*Exercise prompt*
Can you transcribe the data exactly? Leave the pictures out.

*Data provided*
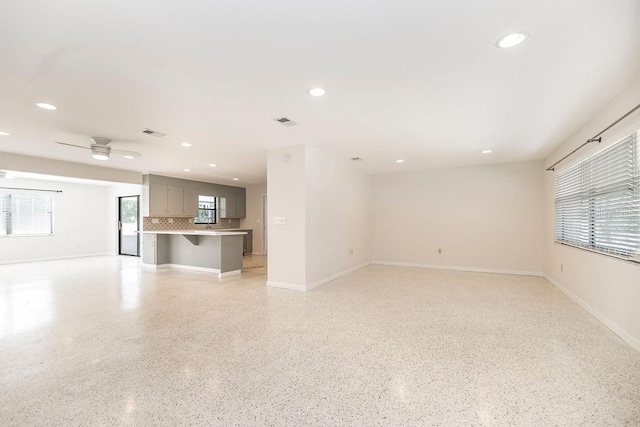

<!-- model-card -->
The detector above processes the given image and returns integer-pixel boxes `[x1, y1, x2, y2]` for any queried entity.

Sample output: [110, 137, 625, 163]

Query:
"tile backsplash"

*Result for this exercise*
<!-- model-card -->
The detector above processes the given image and returns integer-pixel boxes `[x1, y1, x2, y2]` for any queried entity.

Sample output: [110, 137, 625, 163]

Query:
"tile backsplash"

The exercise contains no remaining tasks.